Data extracted from a collection:
━━━━━━━━━━━━━━━━

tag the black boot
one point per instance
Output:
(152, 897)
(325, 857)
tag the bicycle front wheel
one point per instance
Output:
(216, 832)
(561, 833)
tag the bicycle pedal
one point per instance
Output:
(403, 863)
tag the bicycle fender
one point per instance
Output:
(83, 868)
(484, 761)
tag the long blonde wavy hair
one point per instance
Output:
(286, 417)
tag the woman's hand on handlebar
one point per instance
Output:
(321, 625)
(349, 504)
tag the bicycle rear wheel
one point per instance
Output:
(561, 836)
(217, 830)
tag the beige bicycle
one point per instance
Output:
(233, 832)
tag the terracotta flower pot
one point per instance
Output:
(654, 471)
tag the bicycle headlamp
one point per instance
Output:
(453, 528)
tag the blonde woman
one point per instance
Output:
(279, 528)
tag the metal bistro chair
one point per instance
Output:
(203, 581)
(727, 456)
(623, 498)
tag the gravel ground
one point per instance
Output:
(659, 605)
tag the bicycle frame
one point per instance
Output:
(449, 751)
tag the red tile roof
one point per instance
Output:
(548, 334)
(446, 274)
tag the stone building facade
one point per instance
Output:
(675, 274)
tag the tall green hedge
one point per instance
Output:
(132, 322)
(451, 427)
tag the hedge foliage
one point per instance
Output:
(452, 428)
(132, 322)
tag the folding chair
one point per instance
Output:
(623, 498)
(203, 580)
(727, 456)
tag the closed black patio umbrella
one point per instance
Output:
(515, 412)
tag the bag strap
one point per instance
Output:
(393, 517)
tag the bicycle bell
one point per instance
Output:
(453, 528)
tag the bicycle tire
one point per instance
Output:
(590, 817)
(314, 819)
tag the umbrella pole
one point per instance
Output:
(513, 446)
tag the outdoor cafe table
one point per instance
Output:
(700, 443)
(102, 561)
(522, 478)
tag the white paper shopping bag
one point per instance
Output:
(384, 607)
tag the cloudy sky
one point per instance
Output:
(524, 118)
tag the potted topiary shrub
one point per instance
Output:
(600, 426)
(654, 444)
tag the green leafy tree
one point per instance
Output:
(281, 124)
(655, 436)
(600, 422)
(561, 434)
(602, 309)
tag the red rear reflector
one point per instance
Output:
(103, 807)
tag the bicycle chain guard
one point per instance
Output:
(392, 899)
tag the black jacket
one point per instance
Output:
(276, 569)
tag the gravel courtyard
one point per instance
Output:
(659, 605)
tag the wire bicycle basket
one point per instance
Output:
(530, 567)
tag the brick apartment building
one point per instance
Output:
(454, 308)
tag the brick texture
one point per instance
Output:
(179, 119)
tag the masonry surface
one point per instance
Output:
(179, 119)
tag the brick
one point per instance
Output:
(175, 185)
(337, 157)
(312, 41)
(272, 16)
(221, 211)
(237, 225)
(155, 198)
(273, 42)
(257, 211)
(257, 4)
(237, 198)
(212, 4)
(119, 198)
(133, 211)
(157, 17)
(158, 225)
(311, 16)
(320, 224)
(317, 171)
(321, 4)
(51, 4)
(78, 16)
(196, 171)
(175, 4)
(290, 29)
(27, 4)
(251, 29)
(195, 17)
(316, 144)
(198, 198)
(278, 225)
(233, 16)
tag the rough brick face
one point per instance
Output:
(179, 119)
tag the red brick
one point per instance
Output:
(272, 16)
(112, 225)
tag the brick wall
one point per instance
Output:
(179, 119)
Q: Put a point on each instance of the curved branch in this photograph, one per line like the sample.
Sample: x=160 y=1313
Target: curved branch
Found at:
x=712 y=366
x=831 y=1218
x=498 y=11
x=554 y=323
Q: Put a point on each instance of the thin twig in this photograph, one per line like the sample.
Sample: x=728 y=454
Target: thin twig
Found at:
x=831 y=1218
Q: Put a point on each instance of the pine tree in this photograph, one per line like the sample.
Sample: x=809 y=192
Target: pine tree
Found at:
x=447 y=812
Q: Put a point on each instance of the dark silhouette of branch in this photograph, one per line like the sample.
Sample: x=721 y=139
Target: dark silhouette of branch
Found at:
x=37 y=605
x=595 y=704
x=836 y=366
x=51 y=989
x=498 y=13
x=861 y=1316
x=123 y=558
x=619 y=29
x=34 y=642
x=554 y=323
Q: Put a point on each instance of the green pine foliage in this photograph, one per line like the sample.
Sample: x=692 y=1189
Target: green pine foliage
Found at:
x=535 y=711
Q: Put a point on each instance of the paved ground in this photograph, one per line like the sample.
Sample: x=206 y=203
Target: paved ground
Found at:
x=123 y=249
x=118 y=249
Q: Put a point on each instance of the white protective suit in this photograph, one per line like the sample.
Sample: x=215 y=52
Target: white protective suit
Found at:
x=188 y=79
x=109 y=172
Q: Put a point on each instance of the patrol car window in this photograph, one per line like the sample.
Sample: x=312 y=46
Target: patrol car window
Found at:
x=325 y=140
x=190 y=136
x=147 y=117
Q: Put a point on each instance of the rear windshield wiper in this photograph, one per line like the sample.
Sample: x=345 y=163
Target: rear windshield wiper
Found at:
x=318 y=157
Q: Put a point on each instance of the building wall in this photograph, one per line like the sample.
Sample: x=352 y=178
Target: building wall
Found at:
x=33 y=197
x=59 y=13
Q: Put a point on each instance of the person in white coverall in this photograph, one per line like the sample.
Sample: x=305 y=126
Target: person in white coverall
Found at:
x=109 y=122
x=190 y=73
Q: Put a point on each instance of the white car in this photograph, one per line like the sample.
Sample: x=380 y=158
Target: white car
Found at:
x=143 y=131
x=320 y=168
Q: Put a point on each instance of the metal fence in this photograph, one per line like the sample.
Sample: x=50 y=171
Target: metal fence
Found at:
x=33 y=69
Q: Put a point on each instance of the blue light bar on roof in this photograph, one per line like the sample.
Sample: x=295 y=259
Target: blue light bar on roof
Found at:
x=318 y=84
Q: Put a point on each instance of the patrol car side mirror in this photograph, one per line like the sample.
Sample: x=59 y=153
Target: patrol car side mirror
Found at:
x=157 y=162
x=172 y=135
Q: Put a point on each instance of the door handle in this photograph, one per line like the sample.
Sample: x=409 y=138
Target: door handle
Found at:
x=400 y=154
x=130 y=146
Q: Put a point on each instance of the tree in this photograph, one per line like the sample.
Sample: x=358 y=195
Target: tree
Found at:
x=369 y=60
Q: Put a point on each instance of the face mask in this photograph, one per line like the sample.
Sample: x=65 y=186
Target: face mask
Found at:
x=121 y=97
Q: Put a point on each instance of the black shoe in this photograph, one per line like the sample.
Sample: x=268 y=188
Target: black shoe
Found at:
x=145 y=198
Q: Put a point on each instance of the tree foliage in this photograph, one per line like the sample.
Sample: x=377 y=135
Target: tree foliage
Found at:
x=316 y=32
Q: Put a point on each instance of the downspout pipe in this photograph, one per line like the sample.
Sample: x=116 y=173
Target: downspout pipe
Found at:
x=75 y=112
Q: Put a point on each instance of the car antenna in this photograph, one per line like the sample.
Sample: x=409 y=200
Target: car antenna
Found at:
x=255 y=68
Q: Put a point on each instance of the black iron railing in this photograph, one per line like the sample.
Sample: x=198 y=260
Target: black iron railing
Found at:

━━━━━━━━━━━━━━━━

» **WHAT IS BEING ASKED**: The data above must be repeated in its entirety, exactly as given.

» **RESULT BELOW**:
tag the black boot
one point per instance
Output:
(152, 897)
(325, 857)
tag the bicycle front wheel
one point per instance
Output:
(216, 832)
(561, 833)
tag the bicycle pedal
one point per instance
Output:
(403, 863)
tag the bicycle fender
one point per instance
Output:
(83, 868)
(484, 761)
tag the long blonde wavy hair
one point per instance
Output:
(286, 417)
tag the woman's hand on handlebar
one point per instance
Output:
(321, 625)
(349, 504)
tag the bicycle rear wheel
one point per instance
Output:
(561, 836)
(217, 830)
tag the beige bicycle
one point per instance
Output:
(233, 832)
tag the terracotta flower pot
one point per instance
Output:
(654, 471)
tag the bicycle headlamp
one point per instance
Output:
(453, 528)
tag the blonde woman
one point per instance
Output:
(279, 528)
tag the metal bistro chair
one point per instance
Output:
(203, 581)
(727, 456)
(623, 498)
tag the gravel ground
one point per instance
Output:
(659, 605)
tag the bicycle frame
one point per instance
Output:
(449, 751)
tag the red tile roof
one point per instance
Output:
(548, 334)
(446, 274)
tag the stone building facade
one point per instance
Output:
(675, 274)
tag the tall green hedge
one point per instance
Output:
(132, 322)
(451, 427)
tag the hedge foliage
one point per instance
Output:
(452, 428)
(132, 322)
tag the folding chair
one point per instance
Output:
(623, 498)
(203, 580)
(727, 456)
tag the closed black patio umbrella
one point per instance
Output:
(515, 412)
tag the bag strap
one point per instance
Output:
(393, 517)
tag the bicycle bell
one point per instance
Output:
(453, 528)
tag the bicycle tire
one point per instance
Output:
(590, 817)
(314, 819)
tag the umbrella pole
one point per instance
Output:
(513, 446)
tag the outdoor cafe table
one point per instance
Output:
(700, 443)
(102, 561)
(522, 478)
tag the white paper shopping bag
one point per instance
Output:
(384, 607)
tag the cloudy sky
one point per instance
Output:
(524, 118)
tag the potted topiary shrub
one point per instance
Output:
(600, 426)
(654, 444)
tag the green leafy tree
one point per instance
Output:
(281, 124)
(655, 436)
(600, 422)
(561, 434)
(602, 309)
tag the red rear reflector
one point per instance
Output:
(103, 807)
tag the bicycle chain guard
one point per instance
Output:
(392, 899)
tag the black jacket
one point per instance
Output:
(276, 569)
tag the gravel courtyard
one point per instance
Output:
(659, 605)
tag the wire bicycle basket
one point per instance
Output:
(530, 567)
tag the brick apartment building
one point per instance
Output:
(454, 308)
tag the brick texture
one point per instance
Output:
(179, 119)
tag the masonry surface
one point per instance
Output:
(179, 119)
tag the brick
one point per instance
Output:
(175, 185)
(337, 157)
(312, 41)
(272, 16)
(221, 211)
(237, 225)
(155, 198)
(273, 42)
(257, 211)
(257, 4)
(237, 198)
(212, 4)
(119, 198)
(133, 211)
(157, 17)
(158, 225)
(311, 16)
(320, 224)
(317, 171)
(321, 4)
(51, 4)
(78, 16)
(196, 171)
(175, 4)
(290, 29)
(27, 4)
(251, 29)
(195, 17)
(316, 144)
(198, 198)
(278, 225)
(233, 16)
tag the rough brick face
one point per instance
Output:
(179, 119)
tag the red brick
one point per instance
Output:
(272, 16)
(112, 225)
tag the brick wall
one point per instance
Output:
(179, 119)
Q: Put a point on each instance of the curved branch in this photograph, one per line like the sample.
Sample: x=160 y=1313
Target: curved branch
Found at:
x=712 y=366
x=831 y=1218
x=498 y=11
x=554 y=323
Q: Put a point on each instance of the thin twig in this photograph, one per line like the sample.
Sample: x=728 y=454
Target: thin twig
Found at:
x=831 y=1218
Q: Put a point on each instance of the pine tree in this photograph, one per line like the sample.
Sample: x=809 y=192
Target: pine tree
Found at:
x=447 y=812
Q: Put a point on each instance of the dark silhouette of branch in this photograph, one per line like the sample.
Sample: x=721 y=139
Target: dark silhouette of branch
Found at:
x=37 y=605
x=595 y=704
x=836 y=366
x=51 y=989
x=498 y=13
x=861 y=1316
x=123 y=558
x=619 y=29
x=34 y=642
x=554 y=323
Q: Put a point on each instance of the green pine foliage in this photograph, one per line like the sample.
Sample: x=692 y=1189
Target: green pine foliage
Found at:
x=535 y=711
Q: Put a point on each instance of the paved ground in this photograph, one per line like the sample.
Sample: x=206 y=203
Target: paved ground
Found at:
x=123 y=249
x=118 y=249
Q: Put a point on each instance of the white protective suit in this photograph, one per line like the sample.
Sample: x=215 y=52
Target: white protective suit
Found at:
x=188 y=79
x=109 y=172
Q: Put a point on each instance of the patrol car window in this photograph, one per line like the sample.
Sample: x=312 y=46
Target: patrol car window
Found at:
x=325 y=140
x=190 y=136
x=147 y=117
Q: Put a point on each instance of the rear windshield wiper in this photograph, one per line like the sample.
Sample: x=345 y=163
Target: rear windshield wiper
Found at:
x=318 y=157
Q: Put a point on each instance of the building wall in this photograph, one per line like the sample.
Sample: x=352 y=178
Target: building wall
Found at:
x=33 y=197
x=59 y=13
Q: Put a point on each instance of the person in white coverall in this photograph, one per line like the sample.
Sample: x=305 y=126
Target: person in white coverall
Found at:
x=109 y=122
x=190 y=73
Q: Put a point on each instance of the white car in this photograph, one per line like the sample.
Sample: x=380 y=158
Target: white car
Found at:
x=143 y=131
x=320 y=168
Q: Put a point on each instance of the metal fence in this photograph, one per line like the sample.
Sample: x=50 y=171
Target: metal fence
Found at:
x=33 y=69
Q: Put a point on each instance of the blue light bar on roof in this photograph, one per line like the sample.
Sample: x=295 y=259
Target: blue light bar on roof
Found at:
x=318 y=84
Q: Put a point on each instance of the patrol car side mirror in this photograph, one per line like the sample.
Sample: x=59 y=153
Target: patrol car side mirror
Found at:
x=157 y=162
x=172 y=135
Q: Put a point on each instance of the door handle in this photograph, one per line like the sample.
Sample: x=409 y=138
Target: door handle
Found at:
x=400 y=154
x=130 y=146
Q: Put a point on each instance of the tree in this photograph, one per line like the sample.
Sample: x=358 y=195
Target: tree
Found at:
x=369 y=60
Q: Put a point on each instance of the face mask in this photograph, one per line like the sample.
Sample: x=65 y=186
Target: face mask
Found at:
x=121 y=97
Q: Put a point on each instance of the black shoe in this photograph, one per line like the sample.
Sample: x=268 y=188
Target: black shoe
Found at:
x=145 y=198
Q: Put a point on each instance of the tree foliage in this photograph, one per line like the sample.
Sample: x=377 y=135
Target: tree foliage
Found at:
x=316 y=32
Q: Put a point on each instance of the downspout pipe in this photograph, one per line like the sample.
Sample: x=116 y=173
Target: downspout pipe
Found at:
x=75 y=112
Q: Put a point on each instance of the car antenna in this photograph, one per line like the sample.
Sample: x=409 y=200
Target: car antenna
Found at:
x=255 y=68
Q: Put a point on each instance of the black iron railing in this photograph, one per line like the sample.
Sample: x=198 y=260
Target: black iron railing
Found at:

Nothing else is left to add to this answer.